Shape boundary entries:
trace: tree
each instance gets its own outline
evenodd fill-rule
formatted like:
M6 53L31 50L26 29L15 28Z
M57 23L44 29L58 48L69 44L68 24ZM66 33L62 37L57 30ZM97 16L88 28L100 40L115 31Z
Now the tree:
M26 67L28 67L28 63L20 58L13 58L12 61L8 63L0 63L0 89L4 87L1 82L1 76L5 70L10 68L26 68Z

What you have to do
Copy the material above line for line, changing nothing.

Exercise result
trace: tree
each instance gets its own outline
evenodd fill-rule
formatted like:
M6 53L31 50L26 29L15 28Z
M57 23L44 29L58 48L69 44L68 24ZM66 33L62 37L57 30ZM97 16L88 28L100 40L115 31Z
Now the tree:
M26 67L28 67L28 63L20 58L13 58L12 61L8 63L0 63L0 89L4 87L1 82L1 76L5 70L10 68L26 68Z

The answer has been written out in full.